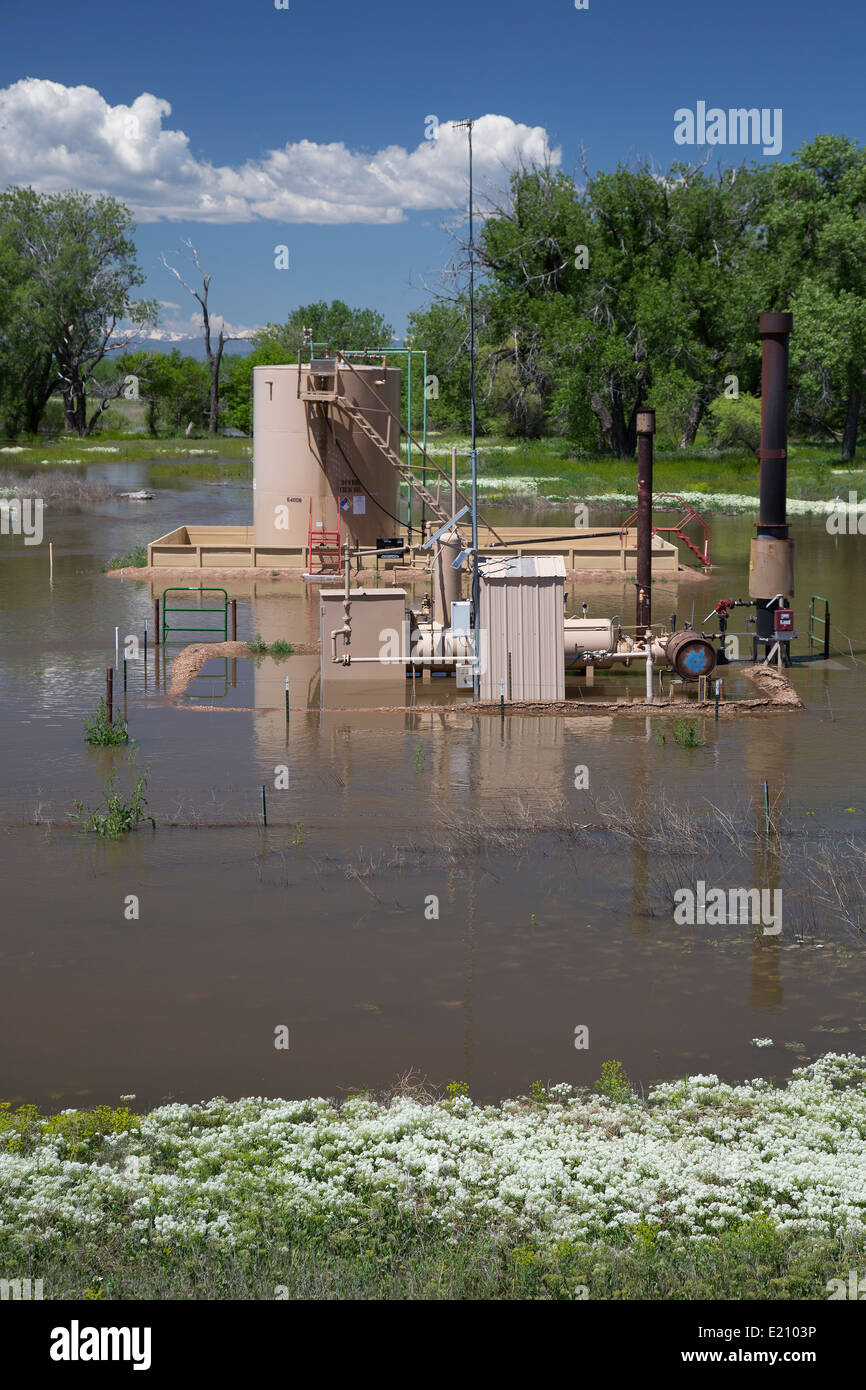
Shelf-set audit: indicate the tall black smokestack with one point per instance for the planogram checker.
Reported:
(772, 553)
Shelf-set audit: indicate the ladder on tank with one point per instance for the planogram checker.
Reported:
(321, 384)
(327, 549)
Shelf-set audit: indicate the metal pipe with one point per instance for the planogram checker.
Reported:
(647, 424)
(773, 453)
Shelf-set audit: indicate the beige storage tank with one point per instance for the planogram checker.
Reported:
(298, 459)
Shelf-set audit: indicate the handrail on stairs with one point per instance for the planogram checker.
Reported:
(409, 435)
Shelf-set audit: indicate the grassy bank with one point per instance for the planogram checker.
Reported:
(698, 1190)
(545, 473)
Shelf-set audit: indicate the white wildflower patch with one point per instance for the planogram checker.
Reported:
(692, 1158)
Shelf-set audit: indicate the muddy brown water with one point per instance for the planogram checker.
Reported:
(310, 923)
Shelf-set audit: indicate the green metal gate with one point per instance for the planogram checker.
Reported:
(815, 622)
(191, 588)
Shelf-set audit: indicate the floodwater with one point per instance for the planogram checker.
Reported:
(325, 922)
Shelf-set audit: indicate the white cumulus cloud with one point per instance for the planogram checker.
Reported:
(54, 136)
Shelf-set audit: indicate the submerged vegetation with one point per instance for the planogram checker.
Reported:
(103, 733)
(698, 1190)
(134, 560)
(260, 648)
(116, 813)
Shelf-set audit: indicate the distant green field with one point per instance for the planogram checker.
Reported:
(512, 471)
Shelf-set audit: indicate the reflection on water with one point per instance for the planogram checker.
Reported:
(324, 923)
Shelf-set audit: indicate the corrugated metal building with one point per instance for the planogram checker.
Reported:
(521, 616)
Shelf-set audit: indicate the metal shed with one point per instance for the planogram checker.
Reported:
(521, 619)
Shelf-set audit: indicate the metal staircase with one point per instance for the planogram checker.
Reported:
(324, 546)
(323, 384)
(688, 516)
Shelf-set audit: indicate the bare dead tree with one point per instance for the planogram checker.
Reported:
(214, 356)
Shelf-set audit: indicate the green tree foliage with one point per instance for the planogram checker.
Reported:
(736, 421)
(334, 324)
(175, 389)
(816, 253)
(609, 298)
(68, 263)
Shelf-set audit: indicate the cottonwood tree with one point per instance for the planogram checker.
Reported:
(816, 246)
(74, 302)
(213, 355)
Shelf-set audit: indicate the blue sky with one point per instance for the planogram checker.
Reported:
(360, 205)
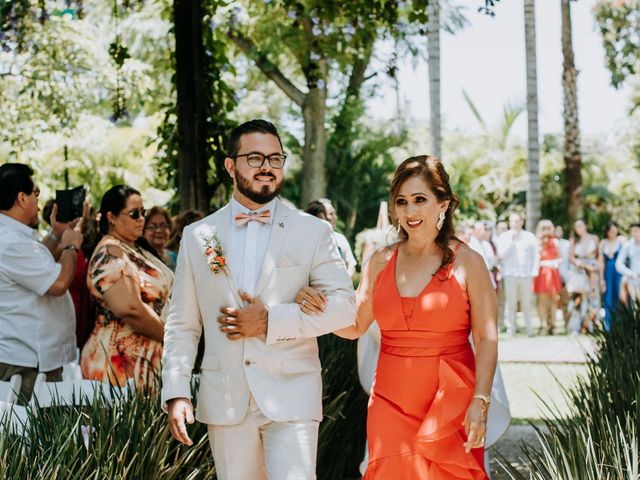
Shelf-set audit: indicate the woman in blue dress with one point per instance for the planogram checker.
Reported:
(610, 279)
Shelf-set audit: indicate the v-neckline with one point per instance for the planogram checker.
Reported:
(395, 280)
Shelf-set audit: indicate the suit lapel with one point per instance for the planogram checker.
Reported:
(220, 226)
(276, 241)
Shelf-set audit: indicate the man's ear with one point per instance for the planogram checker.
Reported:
(230, 166)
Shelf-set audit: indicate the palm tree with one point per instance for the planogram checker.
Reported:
(433, 50)
(572, 154)
(533, 188)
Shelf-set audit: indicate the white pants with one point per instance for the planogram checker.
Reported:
(518, 288)
(259, 448)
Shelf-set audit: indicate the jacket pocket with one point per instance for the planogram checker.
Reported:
(301, 365)
(210, 362)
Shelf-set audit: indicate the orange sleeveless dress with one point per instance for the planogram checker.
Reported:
(424, 383)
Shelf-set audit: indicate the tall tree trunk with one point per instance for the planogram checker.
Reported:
(433, 50)
(314, 184)
(191, 100)
(572, 154)
(533, 189)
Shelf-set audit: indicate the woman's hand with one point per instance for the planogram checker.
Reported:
(475, 424)
(311, 301)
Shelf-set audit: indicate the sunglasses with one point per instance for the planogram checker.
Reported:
(137, 213)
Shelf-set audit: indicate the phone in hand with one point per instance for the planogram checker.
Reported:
(70, 203)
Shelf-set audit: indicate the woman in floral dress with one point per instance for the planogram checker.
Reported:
(131, 288)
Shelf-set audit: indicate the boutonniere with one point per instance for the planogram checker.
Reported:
(213, 251)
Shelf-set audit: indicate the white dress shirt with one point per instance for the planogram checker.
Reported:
(630, 251)
(36, 329)
(249, 245)
(518, 252)
(484, 248)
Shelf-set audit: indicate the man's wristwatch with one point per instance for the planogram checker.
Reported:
(71, 246)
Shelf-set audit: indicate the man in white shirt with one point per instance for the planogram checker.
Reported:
(237, 277)
(478, 243)
(344, 249)
(520, 261)
(631, 252)
(37, 319)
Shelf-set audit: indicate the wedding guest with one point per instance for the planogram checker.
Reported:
(182, 220)
(631, 252)
(37, 319)
(477, 241)
(131, 288)
(519, 262)
(610, 278)
(343, 244)
(582, 285)
(547, 285)
(440, 426)
(157, 227)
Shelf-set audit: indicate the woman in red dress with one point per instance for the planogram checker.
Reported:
(428, 408)
(548, 284)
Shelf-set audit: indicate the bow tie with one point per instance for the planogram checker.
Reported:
(262, 217)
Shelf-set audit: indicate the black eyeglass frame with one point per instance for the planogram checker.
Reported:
(264, 157)
(136, 213)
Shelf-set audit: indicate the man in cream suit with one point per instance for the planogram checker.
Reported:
(237, 277)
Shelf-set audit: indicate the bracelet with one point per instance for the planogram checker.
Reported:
(53, 236)
(485, 398)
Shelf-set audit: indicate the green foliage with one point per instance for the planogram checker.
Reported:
(126, 440)
(599, 438)
(619, 24)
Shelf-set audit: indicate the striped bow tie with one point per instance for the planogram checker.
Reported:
(262, 217)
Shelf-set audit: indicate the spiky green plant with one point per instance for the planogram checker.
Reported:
(599, 438)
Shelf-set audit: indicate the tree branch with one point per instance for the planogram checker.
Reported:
(267, 67)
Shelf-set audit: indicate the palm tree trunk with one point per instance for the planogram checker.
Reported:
(572, 154)
(533, 189)
(191, 95)
(433, 50)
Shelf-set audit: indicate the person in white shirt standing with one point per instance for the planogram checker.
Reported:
(631, 252)
(237, 277)
(520, 262)
(37, 318)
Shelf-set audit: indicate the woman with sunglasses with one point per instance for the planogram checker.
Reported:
(131, 287)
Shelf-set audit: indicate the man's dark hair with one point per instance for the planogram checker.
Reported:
(252, 126)
(316, 208)
(14, 178)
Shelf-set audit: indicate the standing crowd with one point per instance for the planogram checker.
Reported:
(577, 283)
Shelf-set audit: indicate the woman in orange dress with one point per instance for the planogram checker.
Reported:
(131, 288)
(428, 408)
(548, 284)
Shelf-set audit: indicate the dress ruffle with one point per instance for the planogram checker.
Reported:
(441, 436)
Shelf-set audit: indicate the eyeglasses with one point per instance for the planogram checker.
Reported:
(153, 227)
(137, 213)
(256, 159)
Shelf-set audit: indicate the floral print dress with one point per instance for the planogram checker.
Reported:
(115, 352)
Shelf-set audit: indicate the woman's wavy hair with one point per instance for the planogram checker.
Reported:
(431, 170)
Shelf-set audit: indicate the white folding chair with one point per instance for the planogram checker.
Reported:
(9, 390)
(76, 392)
(71, 371)
(13, 418)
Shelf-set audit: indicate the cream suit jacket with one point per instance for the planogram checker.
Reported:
(281, 370)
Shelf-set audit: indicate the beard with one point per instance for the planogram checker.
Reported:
(262, 196)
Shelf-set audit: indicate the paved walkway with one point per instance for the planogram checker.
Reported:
(545, 349)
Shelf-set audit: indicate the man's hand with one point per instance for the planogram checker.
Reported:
(246, 322)
(180, 409)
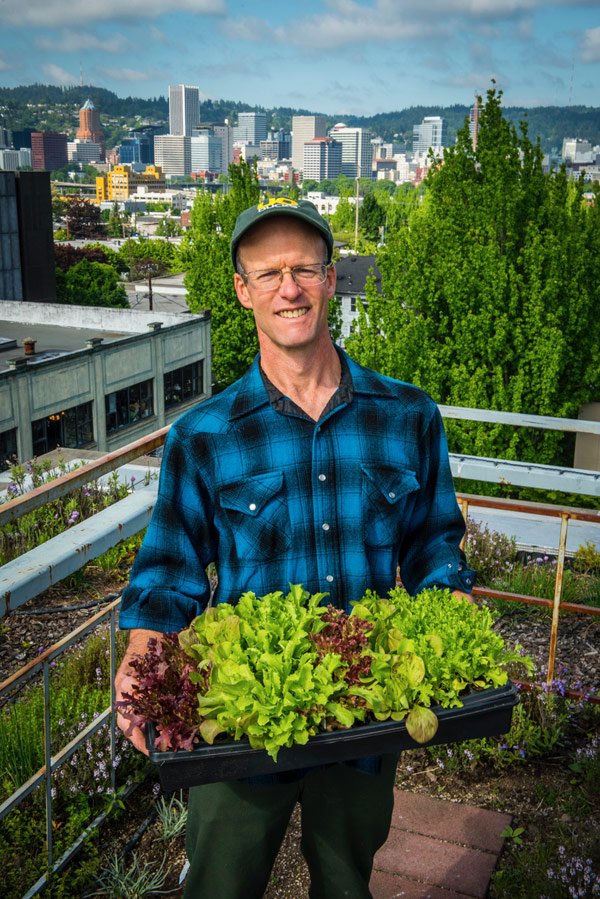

========

What to work on: Only the lines from the line with "Shelf-set audit: indicate the cream" through the final line of the material belong in the answer, copied exactly and without pictures.

Response to this task:
Shelf-set audit: indicate the cream suit jacket with one point per instance for the planogram checker.
Reported:
(281, 370)
Shelf-set audit: indicate the beard with one point per instance for the planogram checker.
Reported:
(262, 196)
Shelf-set audit: indicate the paved walkway with one point per instance for the planogram checker.
Reported:
(545, 349)
Shelf-set audit: indicate the man's hand with one point per instance for the planogram checker.
Reported:
(246, 322)
(180, 409)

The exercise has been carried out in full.